─── TEXT UNDER STUDY
How important is offline activism?
i spend a lot of time on Social Media dealing with issues of race and poverty and injustice.
The hope is to share and engage and challenge and invite people to explore different areas where their lives could be better. Most of this relates to areas where i am trying to listen and learn and engage and wrestle at the same time.
i might know or have discovered some things other people haven’t simply by being on some aspects of the journey for longer than they have. But more often than not it is sharing something that has challenged, inspired or encouraged me, that i’m hoping will impact others too.
When it comes to race and justice, none of us are ever going to arrive. The ongoing hope is that tomorrow when i wake up, i will be better than the person i started out today as.
i also learn a lot from many people who have been on some of the journeys for less time than i have. Learning and growing and being challenged is definitely a two-way thing. We all have blind spots. i am grateful for people who love me well and are brave enough to point them out.
The Best Move
About three years ago, i made a decision that i had to be more actively involved in transformation that took place offline. i believe the work i do online makes a difference. It is hard to gauge how much and hopefully it is a lot more than i will ever see.
But part of the challenge i felt was around calling other people to something that i wasn’t actively physically in-the-real-world an active part of. So i looked around for some organisations i could volunteer with so that worst-case scenario – if everything i did online was a waste of time, i would still hopefully be making a difference.
i found some space to volunteer with two incredible organisations – Bottomup and The LifeMatters Foundation.
Wow! i wish i could find the words to express how much of a gift that has been to me, which feels completely wrong. i was meant to be helping them [or so i thought] but a lot of the time i just wonder if i’m not in the way. Both organisations are run by incredible visionaries who i have learned so much from.
The critical thinking work that BottomUp does with its learners i am convinced is up there with some of the best education in the country. It is certainly far and above anything i received when i was at one of the so-called top former model C schools in the Western Cape [although i do semi-joke that i was just there to help keep the average down]. This at schools in the greater Grassy Park area that are not as well-financed or supported or looked after as many others. In an area so many people tend to dismiss.
During lockdown, led by some very talented staff and volunteers, we have seen Whatsapp challenges taking place that seek to understand current events and the systems and structures and forces that drive them. Every week we have a number of students online either working on speeches that seek to unpack present contexts and challenges, or as members of their Representative Council of Learners wrestling with ideas like learners returning to schools and the current syllabus and more.
──────
# EXERCISE BRIEF
Please carry on the post about offline activism from where it stops.
─── DATA TO EXAMINE
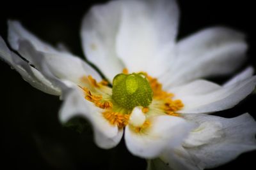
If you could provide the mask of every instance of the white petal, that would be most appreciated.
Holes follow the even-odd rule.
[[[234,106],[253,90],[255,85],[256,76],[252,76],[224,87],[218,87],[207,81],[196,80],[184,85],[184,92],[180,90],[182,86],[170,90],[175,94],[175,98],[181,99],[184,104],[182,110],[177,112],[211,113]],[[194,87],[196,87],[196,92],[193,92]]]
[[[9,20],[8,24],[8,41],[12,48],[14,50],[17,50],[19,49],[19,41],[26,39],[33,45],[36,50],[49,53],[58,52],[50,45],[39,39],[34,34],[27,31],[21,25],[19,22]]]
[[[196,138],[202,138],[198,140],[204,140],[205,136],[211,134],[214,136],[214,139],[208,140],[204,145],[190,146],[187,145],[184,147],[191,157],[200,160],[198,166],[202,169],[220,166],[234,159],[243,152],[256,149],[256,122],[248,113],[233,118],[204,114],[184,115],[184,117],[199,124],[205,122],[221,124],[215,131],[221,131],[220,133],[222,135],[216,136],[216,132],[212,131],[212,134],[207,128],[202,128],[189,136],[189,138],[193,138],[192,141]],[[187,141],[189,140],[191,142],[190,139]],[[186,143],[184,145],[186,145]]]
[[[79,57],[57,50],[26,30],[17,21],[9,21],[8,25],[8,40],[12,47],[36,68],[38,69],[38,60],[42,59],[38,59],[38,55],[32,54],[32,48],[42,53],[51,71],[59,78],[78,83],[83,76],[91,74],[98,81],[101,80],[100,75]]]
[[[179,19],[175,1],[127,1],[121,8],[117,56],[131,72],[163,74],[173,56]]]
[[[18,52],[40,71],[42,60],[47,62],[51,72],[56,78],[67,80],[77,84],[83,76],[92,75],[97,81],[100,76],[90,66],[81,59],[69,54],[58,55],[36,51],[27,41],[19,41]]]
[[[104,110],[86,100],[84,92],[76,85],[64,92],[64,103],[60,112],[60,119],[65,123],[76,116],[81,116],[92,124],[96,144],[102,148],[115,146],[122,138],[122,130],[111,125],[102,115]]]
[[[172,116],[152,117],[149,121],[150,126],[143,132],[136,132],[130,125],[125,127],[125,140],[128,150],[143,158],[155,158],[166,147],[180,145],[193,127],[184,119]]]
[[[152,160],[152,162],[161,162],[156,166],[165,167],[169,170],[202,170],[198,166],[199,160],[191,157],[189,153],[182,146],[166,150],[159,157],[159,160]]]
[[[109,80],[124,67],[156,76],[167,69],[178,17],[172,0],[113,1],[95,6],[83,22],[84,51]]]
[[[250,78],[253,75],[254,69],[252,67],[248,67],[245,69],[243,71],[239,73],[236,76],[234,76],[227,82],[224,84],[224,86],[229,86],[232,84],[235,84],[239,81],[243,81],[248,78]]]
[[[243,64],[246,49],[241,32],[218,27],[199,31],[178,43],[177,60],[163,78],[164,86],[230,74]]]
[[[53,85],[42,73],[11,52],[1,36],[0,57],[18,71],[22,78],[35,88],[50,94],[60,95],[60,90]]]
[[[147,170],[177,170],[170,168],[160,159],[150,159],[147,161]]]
──────
─── DATA TO EXAMINE
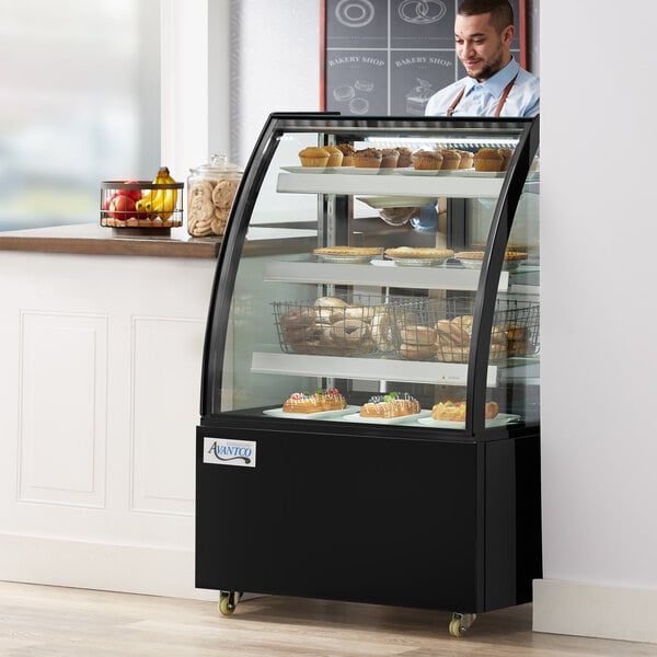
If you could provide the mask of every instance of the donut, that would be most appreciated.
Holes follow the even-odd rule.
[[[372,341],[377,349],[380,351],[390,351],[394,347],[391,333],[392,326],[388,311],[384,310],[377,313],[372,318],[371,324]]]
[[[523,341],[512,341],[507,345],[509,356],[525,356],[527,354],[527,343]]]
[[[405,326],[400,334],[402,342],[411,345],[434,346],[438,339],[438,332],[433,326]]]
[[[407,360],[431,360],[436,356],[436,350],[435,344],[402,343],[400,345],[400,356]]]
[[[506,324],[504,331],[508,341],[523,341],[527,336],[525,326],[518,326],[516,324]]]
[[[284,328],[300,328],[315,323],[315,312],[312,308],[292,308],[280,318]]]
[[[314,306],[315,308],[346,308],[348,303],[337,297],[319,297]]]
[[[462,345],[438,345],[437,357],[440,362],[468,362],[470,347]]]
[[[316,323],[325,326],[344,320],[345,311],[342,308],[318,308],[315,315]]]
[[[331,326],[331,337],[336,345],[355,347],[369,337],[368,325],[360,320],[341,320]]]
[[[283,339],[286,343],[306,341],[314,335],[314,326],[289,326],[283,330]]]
──────
─── DATA TO EXAMINE
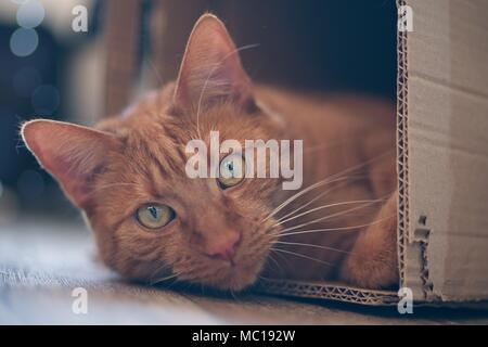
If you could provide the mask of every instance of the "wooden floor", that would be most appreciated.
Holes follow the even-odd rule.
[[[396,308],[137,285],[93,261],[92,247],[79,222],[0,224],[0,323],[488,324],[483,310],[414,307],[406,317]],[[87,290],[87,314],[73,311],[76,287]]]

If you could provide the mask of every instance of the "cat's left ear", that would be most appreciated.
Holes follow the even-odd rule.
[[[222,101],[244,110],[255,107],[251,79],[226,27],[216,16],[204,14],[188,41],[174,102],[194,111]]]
──────
# EXERCISE RESULT
Give someone a fish to eat and they will eat for a day, but teach someone to think and they will design a fishery and feed the whole village. That is the kind of thinking we see on a regular basis from Ashley Visagie and the team he leads.
Talking and Thinking must lead to Doing
For me, this is the key. And i know that i was in more danger than most, which is why i made the shift. The dangers of Slacktivism are real, yo!
i believe that online spaces hold so much opportunity to connect and engage with people who we might never get the opportunity to sit face to face with. But we can also get caught up in only ever talking about things or only ever thinking about things. Thus offline activism is key!
One philosophy or value of life that i have been drawn to in the past few years is the idea of Both/And. When we tend towards extremes we often get into trouble. But in so many areas of life there are spaces for more than one ‘right answer’. Sometimes these can seem to contradict and we end up holding things in tension. But more often than not i find they compliment each other. The connection i have with people online affects and infects [in a good way] the work i do with people when i am with them.
i do also think that some people do much better offline and there is no need for them to feel pressure to be online. For those who tend to do better online i would say that the offline space often helps bring grounding and reality so whether it’s time or money or presence or skills i do think everyone should have some kind of offline commitment. But there is no one way of doing this well. And we have so much to learn from each other.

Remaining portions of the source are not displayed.